Data items

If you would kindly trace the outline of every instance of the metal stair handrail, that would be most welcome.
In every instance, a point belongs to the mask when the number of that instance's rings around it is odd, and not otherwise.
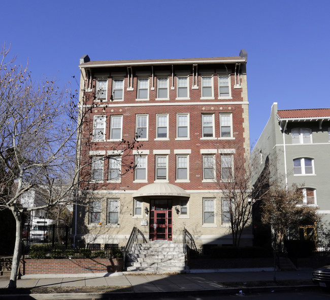
[[[190,244],[191,248],[194,251],[196,252],[198,251],[197,250],[197,247],[196,247],[196,244],[195,244],[195,241],[193,239],[193,237],[191,234],[186,229],[186,227],[183,227],[183,253],[186,255],[187,254],[187,247],[189,246],[187,244],[187,239],[190,240]]]
[[[136,227],[134,227],[132,229],[132,231],[130,233],[129,237],[128,238],[128,241],[127,241],[127,244],[125,247],[125,253],[128,254],[130,252],[132,247],[133,247],[133,244],[135,243],[138,243],[139,241],[139,235],[141,235],[142,237],[142,239],[143,243],[148,243],[146,238],[144,237],[144,235],[142,232],[140,231],[140,229],[137,228]]]

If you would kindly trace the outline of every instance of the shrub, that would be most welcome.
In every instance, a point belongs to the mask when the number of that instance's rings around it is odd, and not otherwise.
[[[90,258],[91,256],[92,252],[90,249],[86,249],[83,248],[79,250],[79,253],[84,256],[85,258]]]
[[[43,259],[46,258],[48,250],[46,245],[32,245],[30,246],[28,255],[33,259]]]
[[[53,249],[50,251],[50,257],[53,259],[59,258],[62,256],[62,251],[59,249]]]
[[[67,258],[69,258],[70,256],[74,256],[75,250],[73,250],[72,249],[67,249],[64,252],[64,254]]]

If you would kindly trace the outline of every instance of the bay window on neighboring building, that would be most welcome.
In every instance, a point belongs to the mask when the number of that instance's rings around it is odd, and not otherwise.
[[[119,222],[119,200],[117,199],[108,199],[107,224],[118,224]]]

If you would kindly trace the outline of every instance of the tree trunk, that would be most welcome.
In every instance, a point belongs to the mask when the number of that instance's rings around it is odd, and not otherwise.
[[[8,288],[16,288],[16,281],[17,280],[17,275],[18,275],[18,269],[19,268],[21,258],[20,253],[22,243],[21,228],[22,227],[22,218],[16,207],[14,206],[12,207],[11,211],[16,223],[16,234],[15,240],[15,248],[14,249],[14,254],[13,255],[12,271],[10,274],[10,280],[9,281]]]

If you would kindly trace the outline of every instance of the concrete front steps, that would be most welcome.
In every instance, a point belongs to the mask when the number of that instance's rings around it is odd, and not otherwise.
[[[127,266],[128,272],[156,274],[181,272],[185,269],[182,244],[167,241],[135,244]]]

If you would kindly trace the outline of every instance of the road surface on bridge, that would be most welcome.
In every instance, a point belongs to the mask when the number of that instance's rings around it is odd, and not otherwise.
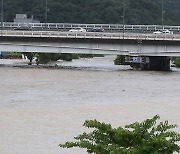
[[[142,33],[105,33],[105,32],[60,32],[60,31],[15,31],[2,30],[1,37],[52,37],[84,39],[137,39],[137,40],[175,40],[180,41],[179,34],[142,34]]]

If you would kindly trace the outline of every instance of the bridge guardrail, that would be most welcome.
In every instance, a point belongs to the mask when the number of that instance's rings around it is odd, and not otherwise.
[[[3,22],[3,28],[13,29],[21,26],[22,23]],[[122,25],[122,24],[78,24],[78,23],[29,23],[33,29],[71,29],[75,27],[83,27],[86,29],[91,28],[103,28],[105,30],[132,30],[132,31],[157,31],[162,29],[168,29],[176,32],[180,32],[180,26],[167,26],[167,25]]]
[[[52,38],[84,38],[84,39],[136,39],[136,40],[177,40],[177,34],[138,34],[138,33],[72,33],[58,31],[9,31],[2,30],[1,36],[11,37],[52,37]]]

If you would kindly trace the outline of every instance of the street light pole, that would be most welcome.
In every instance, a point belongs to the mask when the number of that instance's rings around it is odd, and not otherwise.
[[[3,13],[4,13],[3,9],[4,9],[4,1],[1,0],[1,28],[3,28]]]
[[[125,31],[125,0],[123,1],[123,33]]]
[[[47,24],[47,0],[46,0],[46,4],[45,4],[45,26]]]
[[[164,26],[164,0],[162,0],[162,2],[161,2],[161,13],[162,13],[162,16],[161,16],[161,22],[162,22],[162,30],[163,30],[163,26]]]

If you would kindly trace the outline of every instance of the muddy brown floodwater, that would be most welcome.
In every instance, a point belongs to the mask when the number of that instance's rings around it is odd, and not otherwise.
[[[0,153],[86,154],[58,144],[86,131],[87,119],[117,127],[159,114],[180,127],[180,71],[123,69],[109,58],[71,65],[80,68],[0,67]]]

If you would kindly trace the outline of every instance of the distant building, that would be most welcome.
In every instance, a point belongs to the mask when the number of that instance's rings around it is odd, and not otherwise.
[[[27,14],[16,14],[16,18],[14,18],[14,23],[29,24],[29,23],[40,23],[40,21],[34,19],[33,15],[31,16],[31,18],[27,18]]]

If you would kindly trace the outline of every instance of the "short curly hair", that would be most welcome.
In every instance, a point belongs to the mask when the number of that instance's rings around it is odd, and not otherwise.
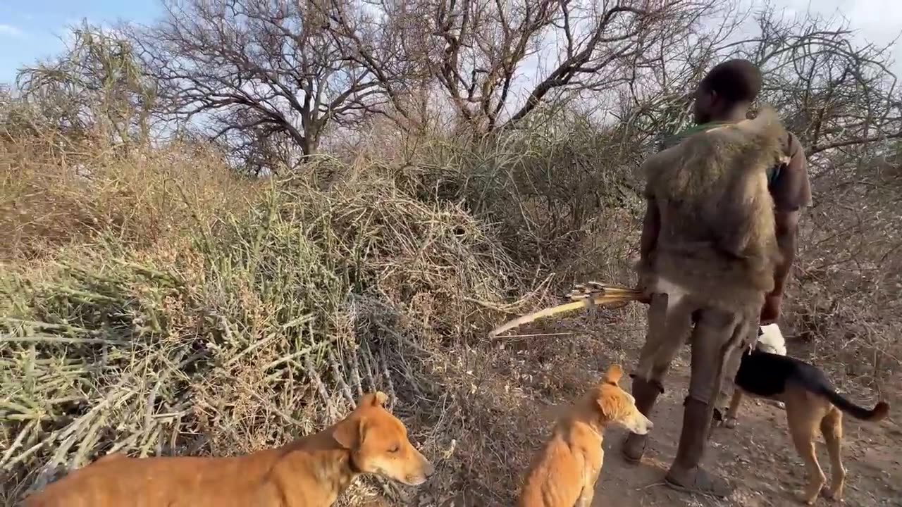
[[[753,102],[761,91],[761,70],[748,60],[719,63],[699,83],[731,102]]]

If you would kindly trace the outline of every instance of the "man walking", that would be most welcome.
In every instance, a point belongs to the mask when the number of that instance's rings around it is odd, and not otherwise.
[[[678,143],[689,134],[745,119],[760,88],[760,71],[751,62],[731,60],[717,65],[695,91],[696,125],[668,140],[664,147]],[[636,406],[650,419],[655,401],[664,392],[663,381],[670,363],[689,336],[692,346],[689,394],[684,403],[676,456],[666,477],[667,484],[676,489],[720,497],[729,496],[733,489],[728,481],[707,473],[700,464],[723,383],[735,376],[741,350],[754,343],[759,323],[769,324],[780,315],[784,287],[796,257],[799,210],[811,204],[805,152],[791,134],[787,146],[789,161],[768,173],[782,260],[775,269],[773,290],[767,294],[751,290],[753,296],[741,308],[696,304],[698,300],[694,301],[691,290],[686,292],[687,288],[674,286],[659,276],[662,273],[658,272],[657,263],[668,254],[658,251],[658,233],[662,227],[672,231],[675,226],[678,230],[679,226],[667,224],[661,204],[650,192],[646,195],[639,272],[640,285],[649,303],[649,329],[633,375],[632,393]],[[671,265],[677,265],[679,261],[669,260]],[[750,292],[750,288],[738,289]],[[624,457],[638,462],[646,444],[647,436],[629,435],[622,447]]]

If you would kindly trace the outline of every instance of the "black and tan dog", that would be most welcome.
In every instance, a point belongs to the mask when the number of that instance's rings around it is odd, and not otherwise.
[[[730,408],[724,421],[732,427],[743,394],[782,401],[786,405],[789,433],[796,449],[808,468],[808,483],[801,500],[809,505],[817,500],[826,477],[815,454],[815,436],[824,435],[830,454],[831,486],[823,493],[839,500],[845,483],[842,467],[842,412],[855,419],[877,421],[889,414],[889,405],[879,401],[873,410],[852,403],[836,392],[833,383],[816,366],[786,355],[761,350],[747,351],[742,355],[735,379]],[[722,419],[715,413],[716,419]]]

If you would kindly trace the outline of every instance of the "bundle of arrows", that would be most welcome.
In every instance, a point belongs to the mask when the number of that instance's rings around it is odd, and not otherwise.
[[[642,292],[636,289],[617,287],[614,285],[608,285],[606,283],[600,283],[598,281],[589,281],[584,284],[579,283],[575,285],[573,290],[567,294],[567,298],[570,300],[569,303],[547,308],[529,315],[524,315],[519,318],[514,318],[513,320],[492,329],[492,332],[489,333],[489,336],[497,336],[498,335],[513,329],[518,326],[522,326],[523,324],[528,324],[534,320],[546,317],[551,317],[552,315],[557,315],[558,313],[574,311],[584,308],[590,309],[596,305],[610,305],[613,303],[635,301],[638,300],[641,295]]]

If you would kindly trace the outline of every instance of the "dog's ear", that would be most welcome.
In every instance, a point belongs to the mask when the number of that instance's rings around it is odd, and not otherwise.
[[[340,422],[332,430],[332,438],[343,448],[357,450],[366,436],[366,418],[355,417]]]
[[[385,394],[382,391],[377,391],[375,392],[367,392],[360,399],[360,402],[357,403],[358,407],[382,407],[385,404],[389,399],[388,394]]]
[[[612,396],[607,390],[599,390],[598,398],[595,399],[598,410],[606,419],[615,419],[620,414],[621,403],[616,396]]]
[[[602,382],[612,385],[617,385],[617,383],[619,383],[622,377],[623,368],[621,368],[620,364],[612,364],[608,367],[608,371],[604,372],[604,376],[602,377]]]

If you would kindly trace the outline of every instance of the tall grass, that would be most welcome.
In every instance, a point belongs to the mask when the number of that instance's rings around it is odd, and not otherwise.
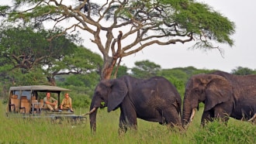
[[[230,119],[227,125],[214,122],[202,128],[202,111],[184,132],[168,129],[157,123],[138,119],[138,129],[118,134],[119,111],[97,115],[97,132],[92,135],[88,120],[84,124],[63,121],[52,123],[46,118],[7,118],[5,105],[0,101],[0,143],[254,143],[256,126],[249,122]],[[88,109],[76,109],[80,115]],[[79,111],[79,112],[78,112]],[[83,113],[81,112],[81,113]]]

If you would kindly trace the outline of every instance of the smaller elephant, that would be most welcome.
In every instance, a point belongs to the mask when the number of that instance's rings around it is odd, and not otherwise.
[[[256,75],[236,76],[223,71],[192,76],[187,82],[182,124],[191,122],[199,103],[205,104],[201,124],[229,117],[253,121],[256,118]]]
[[[182,98],[175,87],[162,77],[137,79],[123,76],[104,80],[96,86],[90,111],[91,132],[96,131],[99,108],[108,107],[108,112],[120,108],[119,132],[127,128],[137,129],[137,118],[182,127]]]

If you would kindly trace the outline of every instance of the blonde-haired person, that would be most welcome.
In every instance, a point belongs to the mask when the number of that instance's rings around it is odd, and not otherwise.
[[[62,100],[61,104],[61,109],[70,109],[73,112],[72,109],[72,99],[69,97],[69,94],[65,94],[65,98]]]

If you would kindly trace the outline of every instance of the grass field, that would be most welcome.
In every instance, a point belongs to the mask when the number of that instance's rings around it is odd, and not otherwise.
[[[74,125],[67,121],[53,124],[47,119],[7,118],[5,105],[0,101],[0,143],[255,143],[256,125],[230,119],[227,125],[211,122],[199,125],[202,111],[184,132],[168,130],[158,123],[138,119],[137,131],[118,134],[119,111],[108,113],[106,109],[97,115],[97,132],[92,135],[88,120]],[[88,109],[76,109],[77,115]]]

**What to work on**
Look above for the line that holds "elephant, that would be most welcome.", then copy it and each line after it exactly, through the last line of the data.

**Task response**
If you would kindly trace the outline of every instance of the smaller elephant, that would be most welcome.
In every instance, a point belongs to the mask when the number of that instance's rings around it is odd, and not otherwise.
[[[256,75],[236,76],[223,71],[192,76],[187,82],[182,124],[191,122],[199,103],[205,104],[201,124],[229,117],[253,121],[256,118]]]
[[[182,98],[175,87],[162,77],[137,79],[123,76],[104,80],[96,86],[90,111],[91,132],[96,131],[99,108],[108,107],[108,112],[120,108],[119,132],[127,128],[137,129],[137,118],[182,127]]]

If you would kindly trace the outline of every instance of the blonde-haired person, that would be most welcome.
In every instance, a point belongs to the mask when the number of that instance's rings around it is odd, and not otherwise.
[[[62,100],[61,104],[61,109],[70,109],[73,112],[72,109],[72,99],[69,97],[69,94],[65,94],[65,98]]]

If you would kindly trace the outline of every instance of the grass field, that would be most welcome.
In every instance, a point belongs to the mask when the number of that instance's rings around it is odd, and not otherwise.
[[[74,125],[67,121],[53,124],[47,119],[7,118],[5,105],[0,101],[0,143],[255,143],[256,125],[230,119],[227,125],[211,122],[199,125],[202,111],[184,132],[168,130],[158,123],[138,119],[137,131],[118,134],[119,111],[108,113],[106,109],[97,115],[97,132],[92,135],[88,120]],[[88,109],[76,109],[77,115]]]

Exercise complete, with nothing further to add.